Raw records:
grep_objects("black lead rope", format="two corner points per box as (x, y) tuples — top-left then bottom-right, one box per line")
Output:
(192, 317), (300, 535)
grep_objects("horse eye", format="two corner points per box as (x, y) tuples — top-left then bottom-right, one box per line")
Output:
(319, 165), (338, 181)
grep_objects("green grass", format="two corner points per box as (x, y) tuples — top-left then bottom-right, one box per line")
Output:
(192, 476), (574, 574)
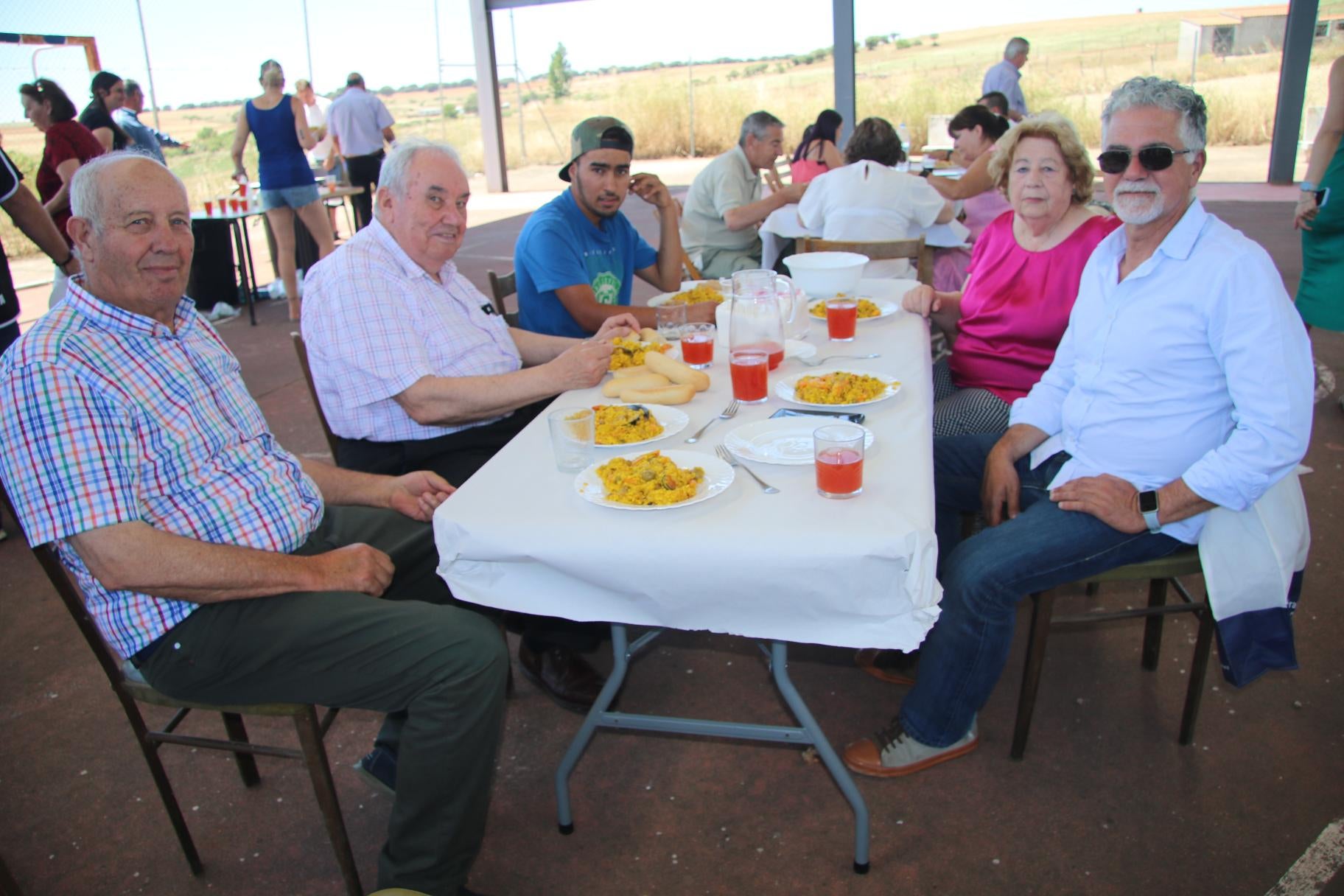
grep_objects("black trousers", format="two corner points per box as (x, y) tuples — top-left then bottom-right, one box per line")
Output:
(336, 399), (609, 651)
(346, 149), (387, 230)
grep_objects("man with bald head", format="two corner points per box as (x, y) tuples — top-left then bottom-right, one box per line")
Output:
(0, 153), (507, 895)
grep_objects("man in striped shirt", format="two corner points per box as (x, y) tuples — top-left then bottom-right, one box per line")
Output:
(0, 153), (508, 893)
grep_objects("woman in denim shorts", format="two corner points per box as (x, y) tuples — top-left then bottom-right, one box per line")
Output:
(233, 59), (333, 321)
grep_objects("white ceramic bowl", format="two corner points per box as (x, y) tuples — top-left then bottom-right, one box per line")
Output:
(783, 253), (868, 298)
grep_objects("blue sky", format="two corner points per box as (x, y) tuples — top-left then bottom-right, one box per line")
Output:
(0, 0), (1243, 121)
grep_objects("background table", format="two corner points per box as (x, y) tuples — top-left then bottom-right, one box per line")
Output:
(434, 281), (942, 872)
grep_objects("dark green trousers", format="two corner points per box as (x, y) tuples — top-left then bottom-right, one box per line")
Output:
(140, 506), (508, 896)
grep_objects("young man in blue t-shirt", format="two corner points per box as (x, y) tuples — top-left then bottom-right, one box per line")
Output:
(514, 116), (714, 337)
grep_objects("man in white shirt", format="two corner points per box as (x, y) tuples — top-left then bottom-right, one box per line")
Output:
(844, 78), (1313, 778)
(326, 71), (396, 230)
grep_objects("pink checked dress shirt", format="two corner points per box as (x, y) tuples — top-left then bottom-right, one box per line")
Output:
(302, 220), (523, 442)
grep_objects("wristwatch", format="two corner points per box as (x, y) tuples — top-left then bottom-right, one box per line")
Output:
(1138, 491), (1163, 535)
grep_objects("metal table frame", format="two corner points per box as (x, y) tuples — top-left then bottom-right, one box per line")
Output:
(555, 623), (868, 875)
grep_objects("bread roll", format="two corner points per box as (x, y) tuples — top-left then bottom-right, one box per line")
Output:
(644, 352), (710, 392)
(621, 383), (695, 405)
(602, 374), (672, 398)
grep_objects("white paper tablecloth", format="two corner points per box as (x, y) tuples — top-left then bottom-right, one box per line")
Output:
(434, 281), (942, 650)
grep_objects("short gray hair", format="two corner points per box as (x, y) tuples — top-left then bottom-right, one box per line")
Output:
(738, 111), (783, 147)
(1101, 75), (1208, 152)
(374, 137), (466, 215)
(70, 149), (187, 234)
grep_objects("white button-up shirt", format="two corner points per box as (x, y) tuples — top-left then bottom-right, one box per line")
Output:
(302, 219), (523, 442)
(1009, 200), (1313, 544)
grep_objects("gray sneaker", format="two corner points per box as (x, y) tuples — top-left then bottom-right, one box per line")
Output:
(844, 718), (980, 778)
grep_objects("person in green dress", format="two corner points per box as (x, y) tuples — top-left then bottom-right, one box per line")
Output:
(1293, 57), (1344, 407)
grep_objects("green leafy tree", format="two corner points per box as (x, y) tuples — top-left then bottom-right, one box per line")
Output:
(546, 43), (574, 99)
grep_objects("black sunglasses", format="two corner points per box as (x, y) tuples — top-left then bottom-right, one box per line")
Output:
(1096, 147), (1195, 175)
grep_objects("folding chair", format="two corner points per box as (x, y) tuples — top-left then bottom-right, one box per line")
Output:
(0, 486), (364, 896)
(1009, 548), (1214, 759)
(798, 234), (933, 286)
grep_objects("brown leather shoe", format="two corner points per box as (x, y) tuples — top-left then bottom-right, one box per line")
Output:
(517, 642), (606, 712)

PROBLEM TO WORK ON
Your copy of the data above should match it exactly, except that pictures are left out.

CORRECT ANSWER
grep_objects("black lead rope", format="two corner points per box as (x, y) tuples — top-left then bottom-right, one box per line")
Output:
(192, 317), (300, 535)
grep_objects("horse eye", format="two corner points per box as (x, y) tuples — top-left then bottom-right, one box per line")
Output:
(319, 165), (338, 181)
grep_objects("green grass", format="two corner points per box as (x, y) tuples — top-left then bottom-right, one box per line")
Output:
(192, 476), (574, 574)
grep_objects("black trousers", format="two corner points per box as (x, y) tuples — top-left then bottom-right, one box per line")
Output:
(336, 399), (609, 651)
(346, 149), (387, 230)
grep_objects("man with bald head", format="two corner points per box as (x, y) tuples — top-left then bottom-right, one box per line")
Output:
(0, 153), (507, 895)
grep_objects("man in striped shirt", format="two corner points per box as (x, y) tuples — top-left then bottom-right, one box per line")
Output:
(0, 153), (508, 893)
grep_objects("woman in denim shorts", format="two corner points per box as (x, y) tuples — top-left then bottom-right, one box per line")
Output:
(233, 59), (333, 321)
grep_objects("white ceramic bowl", format="two corner points per box as (x, y) tuples — top-left then bottom-right, one box per line")
Output:
(783, 253), (868, 298)
grep_objects("blue sky", format="two corner points per box as (x, y) tuples — top-left then bottom-right, one box per line")
Output:
(0, 0), (1243, 121)
grep_objects("background table", format="two corner points per box as (x, y) tuples — top-left then bottom-right, one box per line")
Output:
(434, 281), (942, 872)
grep_objects("dark green trousers", format="two corner points per box as (x, y) tuples — top-left then bottom-right, one box per line")
Output:
(140, 506), (508, 896)
grep_objects("young man in blue t-shirt", format="two corner points per box as (x, y) tuples — top-left then bottom-right, one box per line")
Output:
(514, 116), (714, 337)
grep_objects("man in white shirt", format="two corner points per box as (x, y) tuples — top-left then bottom-right, one box per line")
Output:
(844, 78), (1313, 778)
(326, 71), (396, 230)
grep_objects("pink checked dress shirt", format="two corner points per box as (x, y) tuples — top-left then bottom-right, one box per line")
Output:
(302, 220), (523, 442)
grep_objects("wristwatch", format="two corner points per box as (x, y) tuples — top-left then bottom-right, one box per line")
Output:
(1138, 491), (1163, 535)
grep_objects("metal table frame", format="two corner points per box as (x, y) tuples — top-left then bottom-right, one box per line")
Output:
(555, 623), (868, 875)
grep_objects("bread roll", format="two corner points per box as (x, y) tuples — top-left then bottom-right, one box per line")
Output:
(644, 352), (710, 392)
(621, 383), (695, 405)
(602, 374), (672, 398)
grep_objects("white paper tablecloth", format="two corner points per box as (x, y) tuples — top-left then bottom-right, one box per line")
Output:
(434, 281), (942, 650)
grep_objects("short gray hair", format="two corner points per box as (x, y) tuples — top-left then bottom-right, one box per line")
Output:
(738, 111), (783, 147)
(1101, 75), (1208, 152)
(374, 137), (466, 215)
(70, 149), (187, 234)
grep_objects("white button-up shirt", format="two corner points per box as (x, y) tuples — top-left then bottom-right, one box per line")
Output:
(302, 219), (523, 442)
(1009, 200), (1313, 544)
grep_objects("gray sneaker", format="two corner points per box as (x, y) tuples — top-left then bottom-right, one box per line")
Output:
(844, 718), (980, 778)
grep_objects("person in green dress", format="two corner points per box as (x, y) tuples — top-left then bottom-right, one box per line")
Output:
(1293, 57), (1344, 407)
grep_objects("green leafy tree", format="two corner points per box as (x, y) tuples — top-left then bottom-right, one box per line")
Output:
(546, 43), (574, 99)
grep_objects("black sunglasses", format="two corner points per box as (x, y) tuples — top-left then bottom-right, one box per line")
Output:
(1096, 147), (1195, 175)
grep_objects("folding chair", format="two corner points per box as (x, y) tuples — top-left then bottom-right, one box per line")
Output:
(0, 486), (364, 896)
(1009, 548), (1214, 759)
(798, 234), (933, 286)
grep_objects("brown leather shoe", format="two corner points per box as (x, y) tuples — top-left then bottom-right, one box per line")
Output:
(517, 642), (606, 712)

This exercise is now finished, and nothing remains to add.